→ **Exercises to complete**
(a) In the piece below about life under lockdown, list the adjectives the writer's elderly neighbor uses in her tirade to describe how she feels.
(b) Pick up the piece about life under lockdown where it stops, and write what comes after its last sentence.

→ **Passage shown**
I was in the physically-distanced queue for the post office today, sending some paintings to the States, (luckily people are still buying my work,) when I realised someone was standing right next to me. Surprised, I turned around to see the old lady who lives next door. I was surprised, not least because I thought she would be stringent about ‘the rules’ about 2 metres, and I was actually delighted to see an old Tory lady deliberately breaking the ‘rules’ of the new abnormal. She said she had to get back home to pay the gardener and didn’t have time to wait in the queue and asked if I would pick up a copy of the Telegraph for her. I said that of course I would. I sensed that I was the first person she had stood close to for a long time and that just my proximity was fulfilling a basic human need. When I dropped the newspaper off to her, I realised how starved she was of conversation and I duly stood there and let her go off on a tirade of how much she hated the lockdown, how exhausted she was because of simply doing nothing, how sad, lonely and unhappy she was. I told her she was always welcome to come and have a coffee in the garden with us, and commiserated with her. Normally she attends all kinds of groups and clubs and talks. Now all she has is the Telegraph.
I find that I will do anything for anyone at the moment. I will leave bags of organic veg outside my vulnerable friends’ door. Kindness actually gives us endorphins, and so to give is a kindness to ourselves as well. What is so strange is that my friends, one of whom is battling cancer, are struggling on their own, and their friends are unable to see them, to support them in their darkest hour. It is so utterly counter-intuitive. I want to hug them, to show I care, to touch and talk with them.

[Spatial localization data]
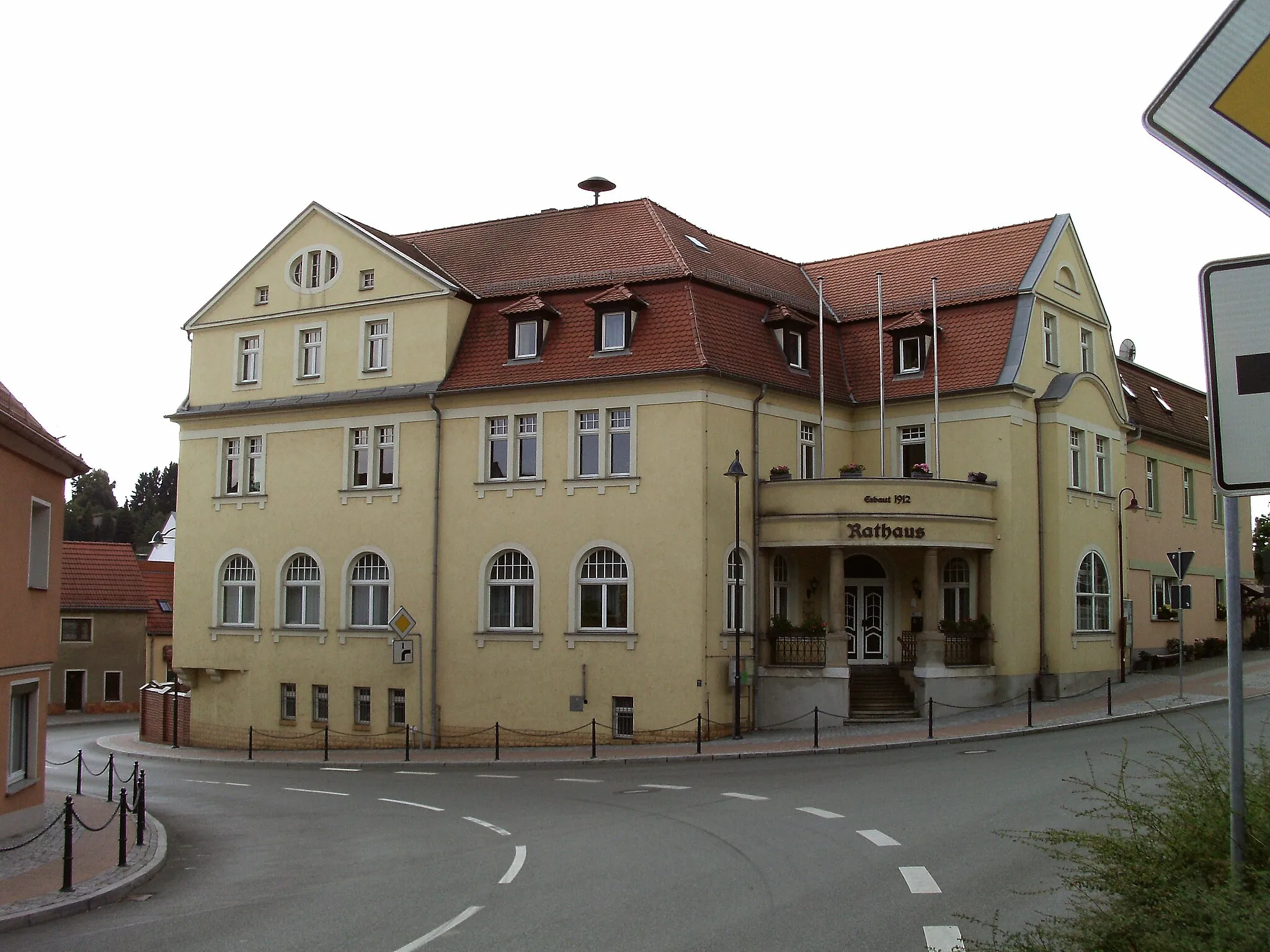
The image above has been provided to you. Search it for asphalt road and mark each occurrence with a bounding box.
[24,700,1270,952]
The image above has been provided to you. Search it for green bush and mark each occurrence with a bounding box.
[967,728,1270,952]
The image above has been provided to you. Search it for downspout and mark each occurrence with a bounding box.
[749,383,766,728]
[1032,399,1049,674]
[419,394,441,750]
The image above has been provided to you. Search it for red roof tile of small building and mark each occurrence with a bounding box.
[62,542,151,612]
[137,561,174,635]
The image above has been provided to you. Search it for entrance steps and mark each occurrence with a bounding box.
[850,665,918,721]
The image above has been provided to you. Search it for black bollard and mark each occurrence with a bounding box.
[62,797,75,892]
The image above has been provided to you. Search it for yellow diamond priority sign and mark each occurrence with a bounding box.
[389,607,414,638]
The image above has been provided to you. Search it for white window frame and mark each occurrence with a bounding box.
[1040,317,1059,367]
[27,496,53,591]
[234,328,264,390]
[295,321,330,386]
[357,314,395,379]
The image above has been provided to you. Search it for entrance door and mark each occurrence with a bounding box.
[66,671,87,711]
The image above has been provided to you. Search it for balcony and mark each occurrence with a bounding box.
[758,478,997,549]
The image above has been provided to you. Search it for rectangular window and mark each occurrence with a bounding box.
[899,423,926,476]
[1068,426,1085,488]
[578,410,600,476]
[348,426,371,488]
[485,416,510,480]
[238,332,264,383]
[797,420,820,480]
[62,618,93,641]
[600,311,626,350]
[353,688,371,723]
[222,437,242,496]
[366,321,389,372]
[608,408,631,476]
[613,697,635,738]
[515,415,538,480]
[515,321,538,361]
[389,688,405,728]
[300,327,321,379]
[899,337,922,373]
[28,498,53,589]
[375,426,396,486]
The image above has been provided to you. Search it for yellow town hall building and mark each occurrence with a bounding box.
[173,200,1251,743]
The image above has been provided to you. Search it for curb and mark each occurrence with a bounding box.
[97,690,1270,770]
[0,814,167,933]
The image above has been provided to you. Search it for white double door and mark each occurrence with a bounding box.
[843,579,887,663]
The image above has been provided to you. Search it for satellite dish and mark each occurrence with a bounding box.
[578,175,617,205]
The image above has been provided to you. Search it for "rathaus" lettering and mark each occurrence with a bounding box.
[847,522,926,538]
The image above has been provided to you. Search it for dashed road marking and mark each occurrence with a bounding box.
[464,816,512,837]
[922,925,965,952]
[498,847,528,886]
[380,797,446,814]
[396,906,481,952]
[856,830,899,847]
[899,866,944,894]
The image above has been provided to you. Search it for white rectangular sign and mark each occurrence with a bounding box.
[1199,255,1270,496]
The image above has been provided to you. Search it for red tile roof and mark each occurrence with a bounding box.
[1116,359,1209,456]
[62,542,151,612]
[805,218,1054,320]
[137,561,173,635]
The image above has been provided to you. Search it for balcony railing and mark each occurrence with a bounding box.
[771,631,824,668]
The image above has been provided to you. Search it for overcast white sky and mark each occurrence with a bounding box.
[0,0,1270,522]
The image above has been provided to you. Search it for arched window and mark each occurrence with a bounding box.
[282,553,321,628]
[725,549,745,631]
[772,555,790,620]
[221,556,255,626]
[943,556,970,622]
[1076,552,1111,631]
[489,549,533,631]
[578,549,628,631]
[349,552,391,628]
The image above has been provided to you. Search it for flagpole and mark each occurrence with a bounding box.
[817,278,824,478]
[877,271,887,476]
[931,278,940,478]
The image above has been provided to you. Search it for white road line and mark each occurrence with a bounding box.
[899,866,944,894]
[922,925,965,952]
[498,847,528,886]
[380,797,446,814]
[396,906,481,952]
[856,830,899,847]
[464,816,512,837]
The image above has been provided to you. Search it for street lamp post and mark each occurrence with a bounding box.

---

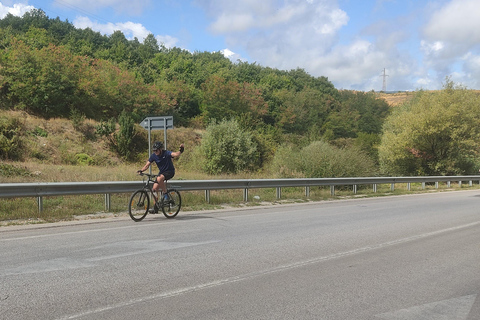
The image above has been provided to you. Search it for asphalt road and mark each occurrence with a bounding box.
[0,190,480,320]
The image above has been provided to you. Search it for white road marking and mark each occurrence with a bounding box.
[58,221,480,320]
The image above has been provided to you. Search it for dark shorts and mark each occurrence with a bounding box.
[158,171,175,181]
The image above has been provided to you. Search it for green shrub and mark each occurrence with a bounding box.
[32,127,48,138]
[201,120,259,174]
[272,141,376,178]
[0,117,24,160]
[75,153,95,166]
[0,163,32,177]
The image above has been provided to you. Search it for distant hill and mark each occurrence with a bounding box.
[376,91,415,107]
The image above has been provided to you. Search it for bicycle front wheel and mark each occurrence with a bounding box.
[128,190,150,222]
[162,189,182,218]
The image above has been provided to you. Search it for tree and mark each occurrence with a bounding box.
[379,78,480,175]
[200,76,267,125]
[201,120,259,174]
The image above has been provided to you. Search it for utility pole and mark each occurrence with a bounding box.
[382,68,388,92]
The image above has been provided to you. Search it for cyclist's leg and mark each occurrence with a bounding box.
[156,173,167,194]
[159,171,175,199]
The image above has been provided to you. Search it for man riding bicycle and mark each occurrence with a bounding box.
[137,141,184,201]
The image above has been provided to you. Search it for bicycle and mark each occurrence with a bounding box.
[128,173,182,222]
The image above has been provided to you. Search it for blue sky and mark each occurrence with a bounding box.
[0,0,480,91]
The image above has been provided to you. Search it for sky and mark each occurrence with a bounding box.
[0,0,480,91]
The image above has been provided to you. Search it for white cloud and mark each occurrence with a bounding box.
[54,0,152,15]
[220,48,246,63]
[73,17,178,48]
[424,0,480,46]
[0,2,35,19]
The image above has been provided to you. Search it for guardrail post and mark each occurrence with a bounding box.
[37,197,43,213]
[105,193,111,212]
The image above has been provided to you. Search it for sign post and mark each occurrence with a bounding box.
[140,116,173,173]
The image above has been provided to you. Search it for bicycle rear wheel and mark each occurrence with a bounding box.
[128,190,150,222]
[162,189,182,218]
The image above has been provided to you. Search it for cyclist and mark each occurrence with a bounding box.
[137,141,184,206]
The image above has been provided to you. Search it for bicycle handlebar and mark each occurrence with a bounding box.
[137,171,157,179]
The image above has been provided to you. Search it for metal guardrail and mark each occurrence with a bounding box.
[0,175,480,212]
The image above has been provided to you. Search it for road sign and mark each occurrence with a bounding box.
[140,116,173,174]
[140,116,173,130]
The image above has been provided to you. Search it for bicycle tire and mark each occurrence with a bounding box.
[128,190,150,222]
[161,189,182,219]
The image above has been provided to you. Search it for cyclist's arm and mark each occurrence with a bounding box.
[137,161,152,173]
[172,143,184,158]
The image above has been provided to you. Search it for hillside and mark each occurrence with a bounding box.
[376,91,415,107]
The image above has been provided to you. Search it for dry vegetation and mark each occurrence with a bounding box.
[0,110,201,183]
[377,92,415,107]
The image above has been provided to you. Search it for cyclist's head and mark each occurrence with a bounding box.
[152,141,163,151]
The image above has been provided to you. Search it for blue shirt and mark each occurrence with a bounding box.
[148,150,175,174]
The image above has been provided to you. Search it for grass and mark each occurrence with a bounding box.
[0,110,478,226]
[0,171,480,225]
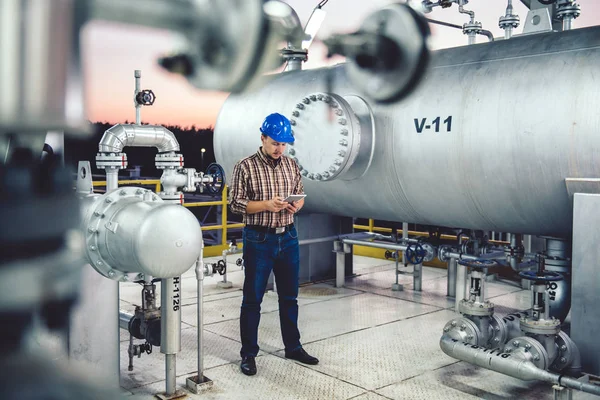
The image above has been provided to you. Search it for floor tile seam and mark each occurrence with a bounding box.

→ **Task-by-task outputs**
(a) exhausted, sad, lonely, unhappy

(b)
I will go on walks with anyone who wants my company. Yesterday I crashed my daughter’s ‘distanced’ picnic in the park just to hang out with two young people for a while. We laughed as instead of hugs, I did a sort of hybrid ‘namaste’ bow.
I miss…. everything. Just everything without guilt or constant fear of judgement, or self consciousness about how to behave. I realise how sociable I really am, when I had thought I was some sort of semi-hermit. I miss the joy of big groups of friends laughing and chatting. I have a sense that there is a tipping point coming.
The past few days I have walked with my sister and picked elderflower to make elderflower champagne and drank turmeric sun tea. I hugged a tree grown from a pine cone from the Garden of Gethsemane in Battle church yard. I went to see my Mum and she simply said, ‘It’s so lovely just to talk isn’t it?’ as we sat on her garden swing chair and she regaled me with stories about the neighbours.